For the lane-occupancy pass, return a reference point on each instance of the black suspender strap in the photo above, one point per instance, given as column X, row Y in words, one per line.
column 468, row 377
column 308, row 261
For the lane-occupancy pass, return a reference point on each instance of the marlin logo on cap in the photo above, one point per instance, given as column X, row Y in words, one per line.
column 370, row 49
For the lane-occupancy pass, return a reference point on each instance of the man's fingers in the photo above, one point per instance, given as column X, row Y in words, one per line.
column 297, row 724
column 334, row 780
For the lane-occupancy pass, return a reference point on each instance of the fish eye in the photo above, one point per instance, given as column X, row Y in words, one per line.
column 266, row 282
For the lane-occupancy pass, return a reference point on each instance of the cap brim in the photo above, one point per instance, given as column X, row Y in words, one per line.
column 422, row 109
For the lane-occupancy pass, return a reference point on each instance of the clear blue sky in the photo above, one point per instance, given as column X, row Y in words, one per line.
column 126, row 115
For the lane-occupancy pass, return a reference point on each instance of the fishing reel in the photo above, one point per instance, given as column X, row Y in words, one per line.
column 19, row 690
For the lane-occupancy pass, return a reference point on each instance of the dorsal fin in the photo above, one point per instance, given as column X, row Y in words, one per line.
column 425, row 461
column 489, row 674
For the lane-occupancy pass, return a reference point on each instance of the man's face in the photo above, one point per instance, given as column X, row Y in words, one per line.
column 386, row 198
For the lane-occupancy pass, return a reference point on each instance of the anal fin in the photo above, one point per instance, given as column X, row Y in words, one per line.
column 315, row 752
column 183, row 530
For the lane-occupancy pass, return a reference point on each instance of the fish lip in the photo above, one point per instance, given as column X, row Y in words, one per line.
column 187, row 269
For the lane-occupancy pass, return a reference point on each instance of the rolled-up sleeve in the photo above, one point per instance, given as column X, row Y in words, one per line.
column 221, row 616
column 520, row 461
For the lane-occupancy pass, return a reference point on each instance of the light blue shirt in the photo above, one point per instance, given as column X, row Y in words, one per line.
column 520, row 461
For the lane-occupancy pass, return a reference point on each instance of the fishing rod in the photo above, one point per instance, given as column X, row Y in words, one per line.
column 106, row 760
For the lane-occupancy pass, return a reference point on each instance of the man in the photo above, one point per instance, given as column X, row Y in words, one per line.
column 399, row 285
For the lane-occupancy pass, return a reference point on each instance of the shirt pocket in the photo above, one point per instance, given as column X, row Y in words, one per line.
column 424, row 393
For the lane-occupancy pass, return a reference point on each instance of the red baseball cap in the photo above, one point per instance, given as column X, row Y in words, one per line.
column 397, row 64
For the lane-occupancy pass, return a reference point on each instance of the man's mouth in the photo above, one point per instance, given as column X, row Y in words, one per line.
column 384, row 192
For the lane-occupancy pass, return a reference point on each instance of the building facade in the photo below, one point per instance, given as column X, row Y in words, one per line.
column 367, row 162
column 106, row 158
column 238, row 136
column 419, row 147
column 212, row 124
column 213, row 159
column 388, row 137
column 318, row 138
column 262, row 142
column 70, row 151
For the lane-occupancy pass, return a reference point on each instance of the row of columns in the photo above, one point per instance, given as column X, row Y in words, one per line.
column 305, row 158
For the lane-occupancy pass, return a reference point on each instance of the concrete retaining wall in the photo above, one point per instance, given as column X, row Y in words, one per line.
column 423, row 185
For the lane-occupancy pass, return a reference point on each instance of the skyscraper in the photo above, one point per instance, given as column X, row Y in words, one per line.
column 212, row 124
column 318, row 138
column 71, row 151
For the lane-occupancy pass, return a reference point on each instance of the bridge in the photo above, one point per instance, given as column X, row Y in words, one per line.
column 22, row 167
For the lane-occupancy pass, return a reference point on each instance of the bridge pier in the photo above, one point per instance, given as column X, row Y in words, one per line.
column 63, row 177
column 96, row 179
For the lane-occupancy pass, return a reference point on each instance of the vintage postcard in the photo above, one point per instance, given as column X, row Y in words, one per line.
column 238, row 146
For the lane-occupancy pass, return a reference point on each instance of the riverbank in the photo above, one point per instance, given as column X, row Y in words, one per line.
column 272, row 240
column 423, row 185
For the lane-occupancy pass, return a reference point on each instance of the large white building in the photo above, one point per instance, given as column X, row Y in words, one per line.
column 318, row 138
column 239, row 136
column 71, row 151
·····
Repeat each line, unchanged, from the line that contains "of the large" to the end of the listing above.

▸ Your solution:
For the lane-occupancy pass, return a reference point on each instance of the large white building in the photo above, one point per instance, given as column X, row Y in words, one per line.
column 318, row 138
column 239, row 136
column 71, row 151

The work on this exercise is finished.